Exercise objective:
Look through the data below and return each line where "negative" appears.

------------

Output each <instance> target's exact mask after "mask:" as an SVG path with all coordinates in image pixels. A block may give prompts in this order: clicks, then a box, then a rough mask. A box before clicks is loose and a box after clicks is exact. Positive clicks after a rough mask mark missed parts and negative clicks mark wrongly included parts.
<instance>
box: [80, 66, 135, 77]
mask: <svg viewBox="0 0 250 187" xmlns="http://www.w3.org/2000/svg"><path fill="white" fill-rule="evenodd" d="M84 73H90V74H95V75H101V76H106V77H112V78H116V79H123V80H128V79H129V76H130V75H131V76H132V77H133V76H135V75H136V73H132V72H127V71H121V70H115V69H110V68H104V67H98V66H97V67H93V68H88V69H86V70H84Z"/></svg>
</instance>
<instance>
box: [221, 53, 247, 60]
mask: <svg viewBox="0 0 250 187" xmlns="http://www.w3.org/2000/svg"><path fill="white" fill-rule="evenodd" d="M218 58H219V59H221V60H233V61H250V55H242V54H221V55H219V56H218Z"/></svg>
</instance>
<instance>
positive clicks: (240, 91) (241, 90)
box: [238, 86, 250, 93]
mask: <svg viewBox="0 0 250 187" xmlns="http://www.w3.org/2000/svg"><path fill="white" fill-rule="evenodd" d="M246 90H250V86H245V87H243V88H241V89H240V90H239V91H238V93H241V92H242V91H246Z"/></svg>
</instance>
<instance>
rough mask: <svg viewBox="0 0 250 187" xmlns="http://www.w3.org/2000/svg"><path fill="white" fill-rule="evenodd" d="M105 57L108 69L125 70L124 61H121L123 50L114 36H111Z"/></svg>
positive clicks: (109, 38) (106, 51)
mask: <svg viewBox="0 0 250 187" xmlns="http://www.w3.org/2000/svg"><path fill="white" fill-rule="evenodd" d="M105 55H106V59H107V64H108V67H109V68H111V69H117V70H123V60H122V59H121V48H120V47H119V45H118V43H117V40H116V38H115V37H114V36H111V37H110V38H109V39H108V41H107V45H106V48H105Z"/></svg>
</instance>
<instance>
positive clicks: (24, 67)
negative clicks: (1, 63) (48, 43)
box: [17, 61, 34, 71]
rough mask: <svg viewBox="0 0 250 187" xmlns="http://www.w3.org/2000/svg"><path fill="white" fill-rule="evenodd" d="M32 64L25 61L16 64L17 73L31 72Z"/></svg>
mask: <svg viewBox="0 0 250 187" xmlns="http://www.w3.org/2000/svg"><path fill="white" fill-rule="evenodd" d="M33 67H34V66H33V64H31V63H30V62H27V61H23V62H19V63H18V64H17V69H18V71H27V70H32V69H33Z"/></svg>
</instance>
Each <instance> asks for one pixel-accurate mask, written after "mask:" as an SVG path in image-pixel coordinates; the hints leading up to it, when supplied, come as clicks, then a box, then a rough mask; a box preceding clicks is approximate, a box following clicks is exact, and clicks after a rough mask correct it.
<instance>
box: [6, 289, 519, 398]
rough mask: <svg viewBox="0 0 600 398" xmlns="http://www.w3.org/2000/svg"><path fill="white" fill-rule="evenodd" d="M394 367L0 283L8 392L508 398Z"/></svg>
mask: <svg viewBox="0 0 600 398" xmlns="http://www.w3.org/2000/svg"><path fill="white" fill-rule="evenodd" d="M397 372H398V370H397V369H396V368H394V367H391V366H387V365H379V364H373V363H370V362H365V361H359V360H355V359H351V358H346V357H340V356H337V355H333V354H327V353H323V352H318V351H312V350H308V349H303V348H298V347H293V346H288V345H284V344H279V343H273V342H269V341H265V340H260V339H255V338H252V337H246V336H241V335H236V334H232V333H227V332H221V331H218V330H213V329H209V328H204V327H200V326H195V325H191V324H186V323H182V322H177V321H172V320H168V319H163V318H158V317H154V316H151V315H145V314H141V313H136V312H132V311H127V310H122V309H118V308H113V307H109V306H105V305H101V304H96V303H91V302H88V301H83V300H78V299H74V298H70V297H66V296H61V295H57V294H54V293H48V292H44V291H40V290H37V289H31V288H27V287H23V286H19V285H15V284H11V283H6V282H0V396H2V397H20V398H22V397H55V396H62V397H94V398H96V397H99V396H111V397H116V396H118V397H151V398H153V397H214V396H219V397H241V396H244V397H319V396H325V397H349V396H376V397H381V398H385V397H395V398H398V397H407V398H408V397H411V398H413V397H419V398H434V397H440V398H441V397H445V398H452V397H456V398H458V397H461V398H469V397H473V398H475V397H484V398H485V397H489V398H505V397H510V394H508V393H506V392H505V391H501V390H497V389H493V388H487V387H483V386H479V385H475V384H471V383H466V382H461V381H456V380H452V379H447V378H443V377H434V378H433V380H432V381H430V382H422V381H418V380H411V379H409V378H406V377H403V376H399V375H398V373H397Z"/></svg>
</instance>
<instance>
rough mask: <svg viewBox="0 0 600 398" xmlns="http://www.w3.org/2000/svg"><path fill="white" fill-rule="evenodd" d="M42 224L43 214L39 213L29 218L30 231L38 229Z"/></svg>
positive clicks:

------------

Written response:
Output each <instance> target's exact mask after "mask:" as an SVG path with all coordinates in image pixels. A block may give prompts in this order: clicks, then a box, then a rough mask. A box before clicks is loose and a box after clicks is exact. Positive clicks after a rough mask mark missed parts and negative clicks mark wrongly included parts.
negative clicks: (1, 63) (48, 43)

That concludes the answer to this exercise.